- **DOCUMENT SECTION**
= = = = =

Xtrans

From tehowiki
Jump to navigation Jump to search

Xtrans transforms binary or text files in various formats to and from XML. The conversion produces - where possible - identical results in both directions. The scanners for individual input formats are implemented in Java in the form of a SAX parser, and the output is generated by a serializer. For XML output the parser tries to maintain as much structure as possible.

The project can be cloned from the GitHub repository 'gfis/xtrans.

Implemented Formats

Package Format Type Description
config ini char Windows .ini file
  make char Unix makefiles
  manifest char Java MANIFEST.MF file
  props char Java Properties
database dbat char generate tables
edi edifact char UN/Edifact message interchange
  x12 char ANSI ASC X12 message interchange
finance aeb43 char AEB43 Spanish payments exchange file
  datev byte DATEV accounting file (DE001)
  dta byte DTA MCV German payments exchange file
  dta2 byte DTA2 MCV German payments exchange file
  mt103 char SWIFT FIN MT103 message (Payment)
  mt940 char SWIFT FIN MT940 message (Report)
  swift char SWIFT FIN message (MTnnn)
general col1 char tags in column 1 of text lines
  column char character file with fields of fixed width
  hexdump byte Hexadecimal Dump
  json char Java Script Object Notation
  line char character file consisting of lines
  pyx char line oriented representation of XML
  separ char file with fields separated or delimited by character strings
  6ml char Simplified XML Notation
geo nmea char NMEA-0183 GPS data for geocoding
grammar extra char Extensible Translator grammar
  yacc char Yet Another Compiler Compiler
image.raster exif byte Exif Metadata
image.vector wmf byte Windows Meta File
misc gedcom char Genealogical Data Communication
  morse char Morse Code
net base64 byte Base64 encoding of a binary file
  ldif char LDAP Data Interchange File
  qp byte Quoted Printable format (RFC 2045, 6.7)
  uri char Universal Resource Identifiers on single lines
office.data dbase byte dBase Database File
  dif char DIF - Data Interchange Format
office.text hit byte Siemens Hit
  rtf char RTF - Rich Text Format for MS-Word et al.
  tex char TeX, LaTeX - Typesetting System
organizer ical char Calendars and schedules
  vcard char VCard address/phone book entries
parse parse char parser for programs
proglang c char C Programming Language
  cobol char Cobol Programming Language
  cpp char C++ Programming Language
  css char Cascaded Style Sheet
  fortran char Fortran Programming Language
  java char Java Programming Language
  javascript char JavaScript Programming Language
  jcl char IBM z/OS Job Control Language
  pascal char (Turbo) Pascal Programming Language
  pl1 char PL/1 Programming Language
  ps char PostScript (Adobe)
  progser char serializer for programs
  rexx char REXX Programming Language
  ruby char Ruby Programming Language
  sql char Structured Query Language
  sqlpretty char pretty print SQL
  token char Transformer for Parser Tokens
  vba char Visual Basic (for Applications)

= = = = =

- **EXTRACTED MATERIAL**
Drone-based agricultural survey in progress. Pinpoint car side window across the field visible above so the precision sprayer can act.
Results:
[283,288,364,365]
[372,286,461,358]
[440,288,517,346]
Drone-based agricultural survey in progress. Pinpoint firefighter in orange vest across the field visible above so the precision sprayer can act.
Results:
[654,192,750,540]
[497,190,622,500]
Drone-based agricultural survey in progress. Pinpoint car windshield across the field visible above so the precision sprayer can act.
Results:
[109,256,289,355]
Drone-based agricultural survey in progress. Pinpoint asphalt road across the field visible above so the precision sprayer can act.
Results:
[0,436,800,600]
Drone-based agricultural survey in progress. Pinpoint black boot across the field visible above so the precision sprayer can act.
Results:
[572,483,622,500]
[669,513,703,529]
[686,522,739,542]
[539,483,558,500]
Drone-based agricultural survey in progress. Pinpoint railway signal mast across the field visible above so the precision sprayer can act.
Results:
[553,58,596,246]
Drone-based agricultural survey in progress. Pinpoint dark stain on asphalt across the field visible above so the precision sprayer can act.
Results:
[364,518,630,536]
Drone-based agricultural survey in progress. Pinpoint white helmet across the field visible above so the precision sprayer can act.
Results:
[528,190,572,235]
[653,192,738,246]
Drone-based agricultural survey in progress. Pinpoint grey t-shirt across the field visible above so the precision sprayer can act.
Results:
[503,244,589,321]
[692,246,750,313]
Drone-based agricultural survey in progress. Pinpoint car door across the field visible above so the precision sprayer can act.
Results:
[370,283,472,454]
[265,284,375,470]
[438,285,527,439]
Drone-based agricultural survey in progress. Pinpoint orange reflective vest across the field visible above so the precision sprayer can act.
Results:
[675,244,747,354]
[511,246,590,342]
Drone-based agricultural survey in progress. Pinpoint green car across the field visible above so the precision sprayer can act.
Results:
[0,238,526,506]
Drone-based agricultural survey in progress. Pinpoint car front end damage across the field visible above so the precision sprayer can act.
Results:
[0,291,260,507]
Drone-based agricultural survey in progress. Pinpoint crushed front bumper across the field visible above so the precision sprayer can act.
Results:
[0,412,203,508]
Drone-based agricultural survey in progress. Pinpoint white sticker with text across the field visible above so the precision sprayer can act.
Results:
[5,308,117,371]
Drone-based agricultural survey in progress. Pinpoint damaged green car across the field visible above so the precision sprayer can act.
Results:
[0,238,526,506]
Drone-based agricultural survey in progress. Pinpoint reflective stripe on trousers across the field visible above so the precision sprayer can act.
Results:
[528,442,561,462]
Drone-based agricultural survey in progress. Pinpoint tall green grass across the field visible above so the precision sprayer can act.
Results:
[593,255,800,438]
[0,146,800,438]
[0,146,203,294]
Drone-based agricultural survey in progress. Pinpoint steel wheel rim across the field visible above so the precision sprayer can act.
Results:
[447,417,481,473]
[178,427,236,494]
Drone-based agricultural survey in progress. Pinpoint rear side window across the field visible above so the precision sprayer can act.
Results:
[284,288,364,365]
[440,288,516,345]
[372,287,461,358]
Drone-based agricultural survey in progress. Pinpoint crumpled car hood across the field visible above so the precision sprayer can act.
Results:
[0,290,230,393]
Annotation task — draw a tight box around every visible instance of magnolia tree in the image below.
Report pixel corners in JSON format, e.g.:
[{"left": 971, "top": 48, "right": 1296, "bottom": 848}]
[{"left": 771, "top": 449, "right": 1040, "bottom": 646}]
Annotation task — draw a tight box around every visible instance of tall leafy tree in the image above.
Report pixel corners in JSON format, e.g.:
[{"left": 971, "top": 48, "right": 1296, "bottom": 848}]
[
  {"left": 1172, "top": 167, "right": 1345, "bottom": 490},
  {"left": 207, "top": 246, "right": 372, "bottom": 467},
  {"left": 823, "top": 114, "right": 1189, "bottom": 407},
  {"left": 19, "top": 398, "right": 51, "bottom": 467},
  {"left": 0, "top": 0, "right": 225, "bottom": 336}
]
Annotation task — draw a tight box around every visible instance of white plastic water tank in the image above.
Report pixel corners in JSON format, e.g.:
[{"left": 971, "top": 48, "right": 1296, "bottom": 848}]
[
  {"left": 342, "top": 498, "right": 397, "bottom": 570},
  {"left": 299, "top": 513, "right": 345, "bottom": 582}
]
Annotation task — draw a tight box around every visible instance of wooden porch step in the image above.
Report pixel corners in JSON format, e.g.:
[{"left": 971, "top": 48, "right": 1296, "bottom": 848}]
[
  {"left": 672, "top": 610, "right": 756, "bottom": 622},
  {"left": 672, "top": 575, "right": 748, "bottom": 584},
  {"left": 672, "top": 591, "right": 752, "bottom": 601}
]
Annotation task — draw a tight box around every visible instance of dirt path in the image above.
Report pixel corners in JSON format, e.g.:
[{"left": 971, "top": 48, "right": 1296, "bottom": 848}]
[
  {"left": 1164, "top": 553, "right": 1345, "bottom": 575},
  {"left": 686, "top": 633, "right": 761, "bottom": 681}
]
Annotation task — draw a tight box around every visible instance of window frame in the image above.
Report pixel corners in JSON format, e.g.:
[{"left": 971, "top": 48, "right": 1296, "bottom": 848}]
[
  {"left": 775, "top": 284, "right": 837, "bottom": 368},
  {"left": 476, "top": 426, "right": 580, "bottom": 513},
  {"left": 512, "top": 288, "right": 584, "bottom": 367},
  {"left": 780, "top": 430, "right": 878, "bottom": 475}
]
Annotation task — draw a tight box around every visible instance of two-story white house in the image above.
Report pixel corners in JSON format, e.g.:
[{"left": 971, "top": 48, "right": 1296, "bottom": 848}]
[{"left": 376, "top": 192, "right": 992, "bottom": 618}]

= = = = =

- **LIST OF TASKS**
**A)** Translate this sentence from the Xtrans page into German: "For XML output the parser tries to maintain as much structure as possible."
**B)** Answer these questions from the Xtrans page:
(i) In which programming language are the scanners for the input formats implemented?
(ii) Under which package is the morse format listed?
(iii) Is the dbase format listed as type char or byte?
**C)** Using the Xtrans page, explain in one to three sentences how Xtrans turns an input file into output.

- **ANSWERS PROVIDED**
**A)** Bei der XML-Ausgabe versucht der Parser, so viel Struktur wie möglich zu erhalten.

**B)**
(i) Java
(ii) misc
(iii) byte

**C)** Each input format has a scanner, written in Java as a SAX parser, that reads the file. A serializer then generates the output. When the target is XML, the parser tries to keep as much of the original structure as possible.